▸ **Extracted text**
Ethics do apply — at least to some judges. The Fifth Circuit showed how it's done.

Milt Policzer

By Milt Policzer

Courthouse News columnist; racehorse owner and breeder; one of those guys who always got picked last.

Can one famously conservative court learn from another famously conservative court?

Probably not, but the U.S. Fifth Circuit Court of Appeals has set an interesting example for the U.S. Supreme Court.

The circuit’s chief judge the other day issued a complaint that basically says it’s not a good idea for a judge to preside over cases if the woman he lives with is involved in them.

It even quotes something called “The Code of Conduct for United States Judges,” to the effect that judges ought to avoid the appearance of impropriety and not allow family to influence judgment.

Maybe the Supreme Court ought to look into this Code of Conduct thing.

I know this won’t happen, but imagine if this complaint got appealed to the Supreme Court. Would there be a recusal?

▸ **Problems and tasks**
1. In the column on the Fifth Circuit ethics complaint, what document does the complaint quote on avoiding the appearance of impropriety?
2. Pick up the column on the Fifth Circuit ethics complaint after its last line and keep writing it.

▸ **Records supplied**
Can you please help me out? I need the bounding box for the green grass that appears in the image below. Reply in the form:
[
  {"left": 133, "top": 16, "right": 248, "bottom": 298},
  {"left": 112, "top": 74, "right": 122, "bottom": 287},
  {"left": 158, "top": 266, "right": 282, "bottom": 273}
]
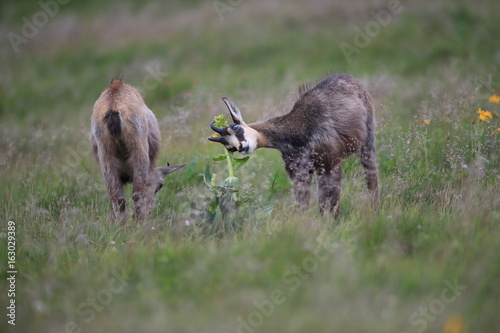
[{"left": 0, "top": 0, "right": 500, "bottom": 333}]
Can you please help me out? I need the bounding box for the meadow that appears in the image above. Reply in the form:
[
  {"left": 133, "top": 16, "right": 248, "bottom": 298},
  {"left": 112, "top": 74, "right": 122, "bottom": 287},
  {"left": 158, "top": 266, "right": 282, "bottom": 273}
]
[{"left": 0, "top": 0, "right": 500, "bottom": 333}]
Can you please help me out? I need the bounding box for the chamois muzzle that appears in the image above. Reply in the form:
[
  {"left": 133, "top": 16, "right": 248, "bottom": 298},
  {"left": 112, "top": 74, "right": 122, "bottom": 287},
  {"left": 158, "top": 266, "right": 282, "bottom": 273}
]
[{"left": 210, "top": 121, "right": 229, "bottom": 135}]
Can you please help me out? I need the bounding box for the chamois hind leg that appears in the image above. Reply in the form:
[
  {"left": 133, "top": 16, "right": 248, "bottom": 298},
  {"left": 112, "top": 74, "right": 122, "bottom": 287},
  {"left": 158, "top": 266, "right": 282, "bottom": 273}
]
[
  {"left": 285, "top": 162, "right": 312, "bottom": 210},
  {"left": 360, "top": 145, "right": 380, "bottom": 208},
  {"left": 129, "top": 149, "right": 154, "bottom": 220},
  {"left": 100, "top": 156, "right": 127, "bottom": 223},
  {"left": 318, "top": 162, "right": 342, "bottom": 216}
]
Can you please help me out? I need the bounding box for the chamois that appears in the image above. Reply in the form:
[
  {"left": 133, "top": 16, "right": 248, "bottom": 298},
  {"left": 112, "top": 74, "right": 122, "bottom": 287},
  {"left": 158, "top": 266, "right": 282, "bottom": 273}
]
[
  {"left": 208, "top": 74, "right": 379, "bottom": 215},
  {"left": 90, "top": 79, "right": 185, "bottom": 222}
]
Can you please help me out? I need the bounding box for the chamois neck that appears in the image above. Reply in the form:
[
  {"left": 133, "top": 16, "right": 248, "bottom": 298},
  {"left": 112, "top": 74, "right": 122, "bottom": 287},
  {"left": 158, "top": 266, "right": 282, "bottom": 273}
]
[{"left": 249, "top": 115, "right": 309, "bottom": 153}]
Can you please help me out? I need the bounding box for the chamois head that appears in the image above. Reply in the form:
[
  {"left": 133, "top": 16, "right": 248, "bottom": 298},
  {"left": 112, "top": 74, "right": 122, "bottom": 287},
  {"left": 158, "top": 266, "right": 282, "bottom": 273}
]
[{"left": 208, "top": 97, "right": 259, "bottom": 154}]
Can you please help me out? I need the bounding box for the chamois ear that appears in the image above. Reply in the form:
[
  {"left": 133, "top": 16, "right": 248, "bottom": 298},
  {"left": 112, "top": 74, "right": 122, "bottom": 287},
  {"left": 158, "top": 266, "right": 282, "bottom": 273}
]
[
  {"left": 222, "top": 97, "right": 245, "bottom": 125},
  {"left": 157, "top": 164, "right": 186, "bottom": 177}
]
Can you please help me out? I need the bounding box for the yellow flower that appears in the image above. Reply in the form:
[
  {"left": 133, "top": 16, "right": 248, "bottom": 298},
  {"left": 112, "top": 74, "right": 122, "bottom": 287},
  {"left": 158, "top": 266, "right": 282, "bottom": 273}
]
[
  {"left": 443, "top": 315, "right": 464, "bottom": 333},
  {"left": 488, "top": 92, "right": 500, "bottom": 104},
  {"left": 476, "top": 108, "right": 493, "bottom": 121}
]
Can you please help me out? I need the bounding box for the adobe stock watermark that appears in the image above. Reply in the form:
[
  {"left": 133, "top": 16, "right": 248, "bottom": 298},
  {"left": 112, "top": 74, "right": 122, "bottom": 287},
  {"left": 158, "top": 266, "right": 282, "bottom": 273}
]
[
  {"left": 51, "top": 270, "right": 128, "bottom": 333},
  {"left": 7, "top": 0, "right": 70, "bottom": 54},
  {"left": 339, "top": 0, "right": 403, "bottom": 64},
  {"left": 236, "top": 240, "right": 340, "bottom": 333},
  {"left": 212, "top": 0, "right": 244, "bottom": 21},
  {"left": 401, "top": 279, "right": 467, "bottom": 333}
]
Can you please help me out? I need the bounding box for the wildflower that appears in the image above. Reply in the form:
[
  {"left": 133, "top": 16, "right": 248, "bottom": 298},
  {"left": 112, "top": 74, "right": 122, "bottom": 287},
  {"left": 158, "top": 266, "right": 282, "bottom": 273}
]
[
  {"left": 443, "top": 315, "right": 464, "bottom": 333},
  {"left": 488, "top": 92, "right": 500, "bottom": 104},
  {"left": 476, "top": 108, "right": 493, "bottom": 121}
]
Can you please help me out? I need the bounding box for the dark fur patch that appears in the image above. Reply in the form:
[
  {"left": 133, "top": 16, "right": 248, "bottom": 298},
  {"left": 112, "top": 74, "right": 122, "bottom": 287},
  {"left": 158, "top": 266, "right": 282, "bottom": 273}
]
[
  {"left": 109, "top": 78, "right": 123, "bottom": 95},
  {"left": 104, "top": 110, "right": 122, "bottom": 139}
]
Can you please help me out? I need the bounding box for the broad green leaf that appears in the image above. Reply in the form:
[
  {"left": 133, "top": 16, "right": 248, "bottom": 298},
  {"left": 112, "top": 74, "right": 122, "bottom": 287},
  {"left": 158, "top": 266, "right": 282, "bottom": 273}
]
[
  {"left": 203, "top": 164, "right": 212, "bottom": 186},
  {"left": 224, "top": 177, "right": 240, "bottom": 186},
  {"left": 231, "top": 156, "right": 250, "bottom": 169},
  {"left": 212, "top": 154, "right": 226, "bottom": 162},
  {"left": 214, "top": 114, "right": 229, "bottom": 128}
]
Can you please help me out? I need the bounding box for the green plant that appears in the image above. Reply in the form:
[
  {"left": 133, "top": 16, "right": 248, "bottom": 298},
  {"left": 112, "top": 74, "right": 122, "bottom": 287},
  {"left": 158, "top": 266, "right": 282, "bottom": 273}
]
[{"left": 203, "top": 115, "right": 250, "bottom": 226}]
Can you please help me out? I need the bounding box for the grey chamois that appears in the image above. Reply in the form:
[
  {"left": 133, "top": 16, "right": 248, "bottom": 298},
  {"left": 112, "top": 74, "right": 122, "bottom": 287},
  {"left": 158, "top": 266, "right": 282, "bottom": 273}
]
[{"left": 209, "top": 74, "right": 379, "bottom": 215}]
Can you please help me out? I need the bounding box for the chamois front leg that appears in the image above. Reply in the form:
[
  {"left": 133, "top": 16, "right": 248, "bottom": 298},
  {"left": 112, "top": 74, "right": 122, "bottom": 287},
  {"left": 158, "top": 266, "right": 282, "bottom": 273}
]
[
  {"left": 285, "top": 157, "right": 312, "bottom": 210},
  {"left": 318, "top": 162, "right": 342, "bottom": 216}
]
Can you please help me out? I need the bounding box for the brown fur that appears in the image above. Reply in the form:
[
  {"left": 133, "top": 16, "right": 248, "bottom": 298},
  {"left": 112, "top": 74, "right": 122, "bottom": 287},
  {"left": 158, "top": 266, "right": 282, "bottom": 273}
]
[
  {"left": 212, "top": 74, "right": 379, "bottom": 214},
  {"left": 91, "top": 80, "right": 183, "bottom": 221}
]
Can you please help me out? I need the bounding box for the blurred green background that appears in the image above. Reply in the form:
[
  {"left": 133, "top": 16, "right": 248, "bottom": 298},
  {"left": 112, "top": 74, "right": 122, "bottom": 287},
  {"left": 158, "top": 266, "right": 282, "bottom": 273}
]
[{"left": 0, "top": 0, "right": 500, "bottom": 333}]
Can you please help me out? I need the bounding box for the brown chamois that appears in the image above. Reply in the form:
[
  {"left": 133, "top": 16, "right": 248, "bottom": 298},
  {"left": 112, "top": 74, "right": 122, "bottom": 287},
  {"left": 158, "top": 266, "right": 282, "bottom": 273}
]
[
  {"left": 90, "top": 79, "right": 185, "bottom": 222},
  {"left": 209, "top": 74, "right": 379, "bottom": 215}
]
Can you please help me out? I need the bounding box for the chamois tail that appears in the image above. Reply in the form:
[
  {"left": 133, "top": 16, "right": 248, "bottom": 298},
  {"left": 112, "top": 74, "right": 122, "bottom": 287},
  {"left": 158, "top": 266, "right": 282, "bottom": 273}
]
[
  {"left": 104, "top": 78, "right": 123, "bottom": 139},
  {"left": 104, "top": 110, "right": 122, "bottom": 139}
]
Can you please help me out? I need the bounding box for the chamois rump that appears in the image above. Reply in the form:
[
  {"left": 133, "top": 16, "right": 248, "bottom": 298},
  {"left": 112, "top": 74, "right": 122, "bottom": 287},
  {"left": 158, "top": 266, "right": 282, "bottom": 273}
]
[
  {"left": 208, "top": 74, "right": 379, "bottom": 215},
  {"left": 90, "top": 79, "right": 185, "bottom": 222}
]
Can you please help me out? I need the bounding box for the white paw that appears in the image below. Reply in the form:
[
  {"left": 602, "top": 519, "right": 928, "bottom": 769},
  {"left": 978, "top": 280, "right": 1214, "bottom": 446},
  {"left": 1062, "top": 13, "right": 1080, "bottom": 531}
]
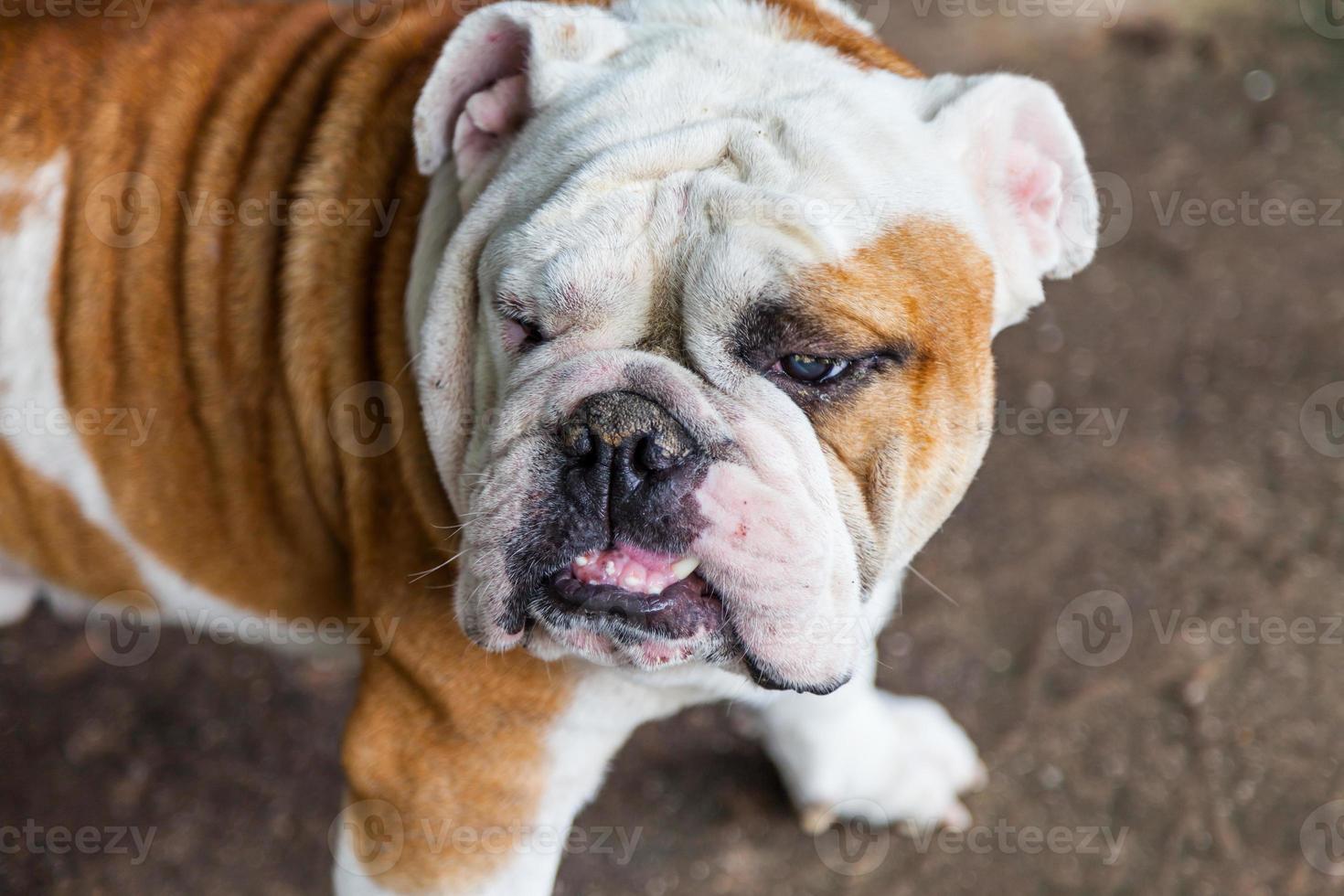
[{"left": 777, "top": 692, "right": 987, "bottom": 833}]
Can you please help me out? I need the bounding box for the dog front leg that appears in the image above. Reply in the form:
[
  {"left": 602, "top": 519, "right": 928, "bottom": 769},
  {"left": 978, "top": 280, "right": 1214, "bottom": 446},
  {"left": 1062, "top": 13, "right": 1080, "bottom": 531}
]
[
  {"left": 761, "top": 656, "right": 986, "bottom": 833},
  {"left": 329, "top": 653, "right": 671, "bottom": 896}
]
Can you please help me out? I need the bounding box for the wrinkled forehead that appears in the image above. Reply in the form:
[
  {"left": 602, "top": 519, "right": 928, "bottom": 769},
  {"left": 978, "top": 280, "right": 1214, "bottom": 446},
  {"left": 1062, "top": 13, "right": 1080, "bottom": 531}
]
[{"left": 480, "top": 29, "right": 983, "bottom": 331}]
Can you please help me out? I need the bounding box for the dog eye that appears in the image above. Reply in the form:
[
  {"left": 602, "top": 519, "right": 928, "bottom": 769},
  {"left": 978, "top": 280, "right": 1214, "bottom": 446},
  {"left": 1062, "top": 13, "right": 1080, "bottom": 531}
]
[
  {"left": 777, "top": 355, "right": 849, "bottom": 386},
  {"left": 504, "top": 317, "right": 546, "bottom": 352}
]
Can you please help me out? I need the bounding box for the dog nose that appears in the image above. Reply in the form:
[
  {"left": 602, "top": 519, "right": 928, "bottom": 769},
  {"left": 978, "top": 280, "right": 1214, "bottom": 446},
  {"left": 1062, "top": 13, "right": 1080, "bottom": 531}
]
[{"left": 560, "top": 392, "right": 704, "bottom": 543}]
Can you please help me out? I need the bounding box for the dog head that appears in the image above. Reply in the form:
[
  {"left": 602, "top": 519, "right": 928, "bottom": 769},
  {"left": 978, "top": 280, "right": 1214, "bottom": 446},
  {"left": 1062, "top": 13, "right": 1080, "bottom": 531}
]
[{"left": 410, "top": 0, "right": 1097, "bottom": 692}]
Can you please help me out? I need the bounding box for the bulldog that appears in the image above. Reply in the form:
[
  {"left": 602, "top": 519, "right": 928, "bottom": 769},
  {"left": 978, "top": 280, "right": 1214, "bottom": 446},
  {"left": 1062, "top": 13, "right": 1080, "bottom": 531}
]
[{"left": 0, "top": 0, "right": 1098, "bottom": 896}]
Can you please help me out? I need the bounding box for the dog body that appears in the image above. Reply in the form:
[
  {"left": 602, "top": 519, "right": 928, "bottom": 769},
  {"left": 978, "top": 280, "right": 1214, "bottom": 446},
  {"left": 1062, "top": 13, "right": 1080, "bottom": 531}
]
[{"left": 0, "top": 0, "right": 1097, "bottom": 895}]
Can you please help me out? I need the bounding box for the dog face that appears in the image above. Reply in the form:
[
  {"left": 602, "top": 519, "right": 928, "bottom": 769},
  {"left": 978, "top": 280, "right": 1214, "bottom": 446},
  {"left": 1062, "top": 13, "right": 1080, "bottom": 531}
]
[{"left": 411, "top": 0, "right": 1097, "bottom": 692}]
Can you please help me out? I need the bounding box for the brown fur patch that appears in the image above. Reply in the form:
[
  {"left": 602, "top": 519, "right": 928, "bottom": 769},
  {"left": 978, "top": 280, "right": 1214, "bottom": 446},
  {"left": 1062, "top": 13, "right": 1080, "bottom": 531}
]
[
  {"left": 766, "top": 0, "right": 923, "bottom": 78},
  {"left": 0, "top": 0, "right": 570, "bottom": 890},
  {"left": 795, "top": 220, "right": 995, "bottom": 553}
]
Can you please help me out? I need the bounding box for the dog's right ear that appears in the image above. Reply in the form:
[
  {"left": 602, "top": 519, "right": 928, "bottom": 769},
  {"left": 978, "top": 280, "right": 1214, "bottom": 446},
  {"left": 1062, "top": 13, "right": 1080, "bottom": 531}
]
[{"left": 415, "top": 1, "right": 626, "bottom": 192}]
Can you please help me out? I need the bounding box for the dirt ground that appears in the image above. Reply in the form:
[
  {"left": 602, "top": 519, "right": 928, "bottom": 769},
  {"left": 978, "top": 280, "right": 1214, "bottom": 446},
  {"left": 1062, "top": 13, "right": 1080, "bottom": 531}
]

▸ **Response list**
1. "The Code of Conduct for United States Judges."

2.
Probably not.

In case you missed it, a very busy Texas bankruptcy judge named David Jones resigned a few days after the Fifth Circuit’s complaint. It seems, at least according to the complaint, that Jones had been living since 2017 with his former law clerk, who was a partner at a law firm with a lot of bankruptcy cases.

She was a partner with the judge and a partner with a law firm practicing in front of the judge. No one seemed to notice until this fall. My guess is that people were being polite.

You know who’s not polite?

Guys who file pro per lawsuits.

The judge, who’s been described as the busiest bankruptcy judge in the country, got outed by a math teacher who’s filed suits on his own behalf against school districts, the parents of a student, a bank, the Texas Workforce Commission, a law firm and, finally, in early October, David Jones.

It doesn’t look like this guy, Michael Van Deelen, has had a lot of success in his other suits, but somehow he got Jones off the court within weeks.

I have to pause here to explain journalistic bias. I’ve seen this many times over the years — reporters and editors instantly turn up their noses when they hear that a lawsuit has been filed without an attorney. The plaintiff must be a crazy person.

Often this is correct.

But sometimes it isn’t. Or maybe it is correct but the crazy person has a point.

The same journalistic logic (if it is logic) applies to anonymous letters.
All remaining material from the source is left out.